Having few options I froze. Black death sizzled past me and Clazztik erupted into a shower of arms, legs, and goo. His viscera spiralled out like meaty fireworks and fragments of his chitinous shell splashed into the water. Little wisps of steam arose from the shards of well cooked limbs and membranes that floated on the surface of our stagnant grave. 

Sulbemar, inspired by some deep well of reptilian courage, turned and fired off a blast from his rough looking shotgun. Pellets whizzed past me, bounced off of the armored carapace of the death saucer, and immediately drew attention away from me. I ran past the dark thing as it flew in pursuit of Sulbemar. The reptilian threat of a 4-foot tall iguana man toting a sawed-off obviously had more of a tactical priority than a defenceless mutant defecating in fear. 

I fled; with all speed my legs carried me as fast as I could towards the hatch in the concrete bunker. The bunker might just save my sorry ass from annihilation. It looked sturdy, the hatch was wide open, so I ran towards it like a rad-bat out of hell. 

Just as I made it though the hatchway and stepped onto dry ground I heard the distinct sizzle and pop of lizards innards being splashed across half a block. Sulbemar hadn’t even gotten off a second shot. I knew it wouldn’t be long before the saucer back tracked to me. If I didn’t close the hatch I was done for. 

I looked at the circular handle for the sturdy looking door, the door that would seal me in this plascrete bunker. The door that would render me safe from this relic of death bent on my vaporization. Yes the door that would be my salvation. I was suddenly presented with a unique problem. For as you can see, I myself was born without arms. 


Robotron666 is:

A shiny black saucer of death.

Would you like to see this thread continued? Let me know...


----------



## Thorntangle (Aug 27, 2002)

────

#### Instruction
Copy the stretch of the story from "I looked at" through "born without arms.", changing "salvation" to "rescue".

Coordinate annotation lines:
────

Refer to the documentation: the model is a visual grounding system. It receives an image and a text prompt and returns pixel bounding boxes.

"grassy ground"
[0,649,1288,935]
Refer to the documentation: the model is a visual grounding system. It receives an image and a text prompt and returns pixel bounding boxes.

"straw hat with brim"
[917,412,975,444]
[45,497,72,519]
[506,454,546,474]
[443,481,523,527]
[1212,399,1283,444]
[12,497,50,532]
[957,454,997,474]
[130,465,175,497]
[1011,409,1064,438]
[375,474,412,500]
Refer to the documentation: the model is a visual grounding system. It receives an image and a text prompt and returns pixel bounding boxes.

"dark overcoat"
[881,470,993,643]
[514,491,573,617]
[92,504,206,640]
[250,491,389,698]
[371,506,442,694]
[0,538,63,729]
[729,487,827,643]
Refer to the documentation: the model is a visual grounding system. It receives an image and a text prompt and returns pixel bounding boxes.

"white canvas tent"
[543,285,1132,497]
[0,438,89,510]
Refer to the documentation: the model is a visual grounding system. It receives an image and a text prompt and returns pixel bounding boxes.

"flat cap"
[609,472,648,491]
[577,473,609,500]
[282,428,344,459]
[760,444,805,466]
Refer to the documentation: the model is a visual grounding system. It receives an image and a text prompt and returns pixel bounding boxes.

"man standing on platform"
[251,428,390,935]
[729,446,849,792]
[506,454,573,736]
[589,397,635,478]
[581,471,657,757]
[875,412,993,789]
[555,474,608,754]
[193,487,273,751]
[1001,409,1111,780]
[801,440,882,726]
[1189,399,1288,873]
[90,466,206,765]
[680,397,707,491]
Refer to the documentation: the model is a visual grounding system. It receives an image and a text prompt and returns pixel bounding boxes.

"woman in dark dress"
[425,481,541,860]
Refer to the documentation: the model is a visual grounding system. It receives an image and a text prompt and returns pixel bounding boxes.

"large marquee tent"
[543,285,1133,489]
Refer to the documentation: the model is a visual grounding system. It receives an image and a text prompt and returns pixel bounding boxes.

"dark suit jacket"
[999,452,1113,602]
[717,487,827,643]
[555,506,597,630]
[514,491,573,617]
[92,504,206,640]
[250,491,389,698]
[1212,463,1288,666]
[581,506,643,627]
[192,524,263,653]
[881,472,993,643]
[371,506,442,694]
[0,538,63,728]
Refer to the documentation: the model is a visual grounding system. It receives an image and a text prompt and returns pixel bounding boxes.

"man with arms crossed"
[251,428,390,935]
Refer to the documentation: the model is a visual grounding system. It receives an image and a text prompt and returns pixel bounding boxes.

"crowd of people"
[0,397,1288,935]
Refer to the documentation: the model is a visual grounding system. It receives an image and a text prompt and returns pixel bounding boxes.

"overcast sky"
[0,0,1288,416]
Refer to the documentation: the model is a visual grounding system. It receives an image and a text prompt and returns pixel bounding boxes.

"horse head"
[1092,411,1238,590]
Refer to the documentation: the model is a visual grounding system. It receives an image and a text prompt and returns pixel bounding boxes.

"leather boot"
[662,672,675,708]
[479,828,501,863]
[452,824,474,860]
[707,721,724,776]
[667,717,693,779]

────

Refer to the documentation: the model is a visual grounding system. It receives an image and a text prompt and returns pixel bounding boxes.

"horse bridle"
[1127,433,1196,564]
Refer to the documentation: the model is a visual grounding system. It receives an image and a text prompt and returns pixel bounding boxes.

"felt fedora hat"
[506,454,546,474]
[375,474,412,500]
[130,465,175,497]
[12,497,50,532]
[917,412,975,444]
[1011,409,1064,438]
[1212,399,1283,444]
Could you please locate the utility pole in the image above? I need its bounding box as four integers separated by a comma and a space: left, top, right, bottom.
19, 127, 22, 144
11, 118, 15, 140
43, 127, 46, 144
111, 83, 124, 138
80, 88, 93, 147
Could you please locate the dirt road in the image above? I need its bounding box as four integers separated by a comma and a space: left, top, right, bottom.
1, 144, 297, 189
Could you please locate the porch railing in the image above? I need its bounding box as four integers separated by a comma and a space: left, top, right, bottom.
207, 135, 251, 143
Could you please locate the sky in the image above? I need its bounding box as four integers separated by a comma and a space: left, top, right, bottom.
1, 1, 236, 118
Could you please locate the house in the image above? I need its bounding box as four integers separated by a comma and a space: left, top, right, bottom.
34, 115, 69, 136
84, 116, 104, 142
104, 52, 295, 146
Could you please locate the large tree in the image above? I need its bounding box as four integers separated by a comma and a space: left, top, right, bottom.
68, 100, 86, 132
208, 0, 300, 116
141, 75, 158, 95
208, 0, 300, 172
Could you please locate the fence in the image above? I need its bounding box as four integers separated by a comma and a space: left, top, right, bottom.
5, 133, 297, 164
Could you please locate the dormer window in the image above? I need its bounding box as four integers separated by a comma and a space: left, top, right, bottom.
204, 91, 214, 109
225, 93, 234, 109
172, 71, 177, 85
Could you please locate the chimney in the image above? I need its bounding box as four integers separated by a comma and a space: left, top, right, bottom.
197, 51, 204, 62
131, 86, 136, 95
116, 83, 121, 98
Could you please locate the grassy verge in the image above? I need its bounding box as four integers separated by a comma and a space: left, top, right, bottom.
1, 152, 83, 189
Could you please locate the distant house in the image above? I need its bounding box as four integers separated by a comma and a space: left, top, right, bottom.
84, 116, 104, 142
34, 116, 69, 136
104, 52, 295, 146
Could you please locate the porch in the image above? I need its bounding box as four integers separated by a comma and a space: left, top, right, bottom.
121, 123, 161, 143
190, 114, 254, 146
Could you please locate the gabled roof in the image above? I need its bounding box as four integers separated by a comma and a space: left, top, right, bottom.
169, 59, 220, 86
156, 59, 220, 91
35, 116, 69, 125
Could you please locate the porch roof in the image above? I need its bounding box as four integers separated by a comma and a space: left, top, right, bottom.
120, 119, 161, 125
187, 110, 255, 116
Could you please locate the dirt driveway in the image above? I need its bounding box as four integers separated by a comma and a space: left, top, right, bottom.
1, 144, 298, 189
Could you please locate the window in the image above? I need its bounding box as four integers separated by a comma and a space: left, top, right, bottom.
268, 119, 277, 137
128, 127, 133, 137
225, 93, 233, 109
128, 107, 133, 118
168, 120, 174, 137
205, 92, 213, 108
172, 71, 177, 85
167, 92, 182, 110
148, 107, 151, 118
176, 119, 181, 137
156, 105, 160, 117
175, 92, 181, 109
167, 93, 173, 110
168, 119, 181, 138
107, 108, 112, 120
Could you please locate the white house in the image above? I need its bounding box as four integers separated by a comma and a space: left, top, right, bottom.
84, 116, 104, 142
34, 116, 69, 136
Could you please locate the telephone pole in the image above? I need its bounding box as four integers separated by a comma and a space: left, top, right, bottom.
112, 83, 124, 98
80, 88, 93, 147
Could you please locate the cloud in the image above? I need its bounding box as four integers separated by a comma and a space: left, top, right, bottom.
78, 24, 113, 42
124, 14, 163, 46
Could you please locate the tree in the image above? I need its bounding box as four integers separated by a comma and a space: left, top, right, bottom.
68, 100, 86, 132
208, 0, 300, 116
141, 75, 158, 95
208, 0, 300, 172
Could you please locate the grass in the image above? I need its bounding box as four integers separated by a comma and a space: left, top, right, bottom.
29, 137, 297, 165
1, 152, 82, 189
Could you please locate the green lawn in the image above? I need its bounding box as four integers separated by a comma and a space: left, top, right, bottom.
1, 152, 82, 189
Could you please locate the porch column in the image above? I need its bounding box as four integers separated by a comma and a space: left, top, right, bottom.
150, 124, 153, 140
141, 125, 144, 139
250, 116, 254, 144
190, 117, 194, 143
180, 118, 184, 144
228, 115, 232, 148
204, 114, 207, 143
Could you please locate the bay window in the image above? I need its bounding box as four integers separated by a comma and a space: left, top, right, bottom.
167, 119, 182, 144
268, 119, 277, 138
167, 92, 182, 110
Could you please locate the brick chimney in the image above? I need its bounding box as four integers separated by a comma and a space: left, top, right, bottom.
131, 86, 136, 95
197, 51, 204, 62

────

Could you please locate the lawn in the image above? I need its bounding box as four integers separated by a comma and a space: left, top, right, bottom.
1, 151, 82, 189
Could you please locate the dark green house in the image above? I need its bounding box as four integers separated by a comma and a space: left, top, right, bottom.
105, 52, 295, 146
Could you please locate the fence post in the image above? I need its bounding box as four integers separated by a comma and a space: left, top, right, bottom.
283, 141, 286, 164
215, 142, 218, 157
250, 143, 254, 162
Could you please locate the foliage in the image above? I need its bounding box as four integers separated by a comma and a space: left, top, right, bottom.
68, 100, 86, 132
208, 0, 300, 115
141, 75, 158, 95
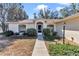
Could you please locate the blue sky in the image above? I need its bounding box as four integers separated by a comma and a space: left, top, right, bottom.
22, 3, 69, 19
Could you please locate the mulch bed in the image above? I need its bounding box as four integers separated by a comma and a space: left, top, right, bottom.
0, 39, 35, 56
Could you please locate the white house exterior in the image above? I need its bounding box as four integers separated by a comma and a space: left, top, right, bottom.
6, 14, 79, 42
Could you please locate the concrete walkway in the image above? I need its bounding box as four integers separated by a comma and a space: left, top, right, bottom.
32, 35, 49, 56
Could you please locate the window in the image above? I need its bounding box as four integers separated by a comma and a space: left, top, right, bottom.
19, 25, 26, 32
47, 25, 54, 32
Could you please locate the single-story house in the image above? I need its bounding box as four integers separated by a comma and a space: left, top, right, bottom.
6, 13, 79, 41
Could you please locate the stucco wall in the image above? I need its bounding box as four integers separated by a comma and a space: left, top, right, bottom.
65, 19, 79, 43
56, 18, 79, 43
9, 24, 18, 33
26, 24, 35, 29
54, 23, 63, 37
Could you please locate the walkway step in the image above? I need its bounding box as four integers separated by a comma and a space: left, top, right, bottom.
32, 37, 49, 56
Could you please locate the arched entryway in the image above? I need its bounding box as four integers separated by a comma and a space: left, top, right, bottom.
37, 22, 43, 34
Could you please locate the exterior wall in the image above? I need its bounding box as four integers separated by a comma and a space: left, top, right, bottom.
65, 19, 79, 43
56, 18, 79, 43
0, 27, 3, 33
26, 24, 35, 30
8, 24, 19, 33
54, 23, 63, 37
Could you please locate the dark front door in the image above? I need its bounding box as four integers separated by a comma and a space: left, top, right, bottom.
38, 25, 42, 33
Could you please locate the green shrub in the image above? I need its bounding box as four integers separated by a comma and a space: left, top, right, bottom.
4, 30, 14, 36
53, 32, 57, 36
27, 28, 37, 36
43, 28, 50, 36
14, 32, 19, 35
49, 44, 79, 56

────

#### Solution for this exercise
I looked at the circular handle for the sturdy looking door, the door that would seal me in this plascrete bunker. The door that would render me safe from this relic of death bent on my vaporization. Yes the door that would be my rescue. I was suddenly presented with a unique problem. For as you can see, I myself was born without arms.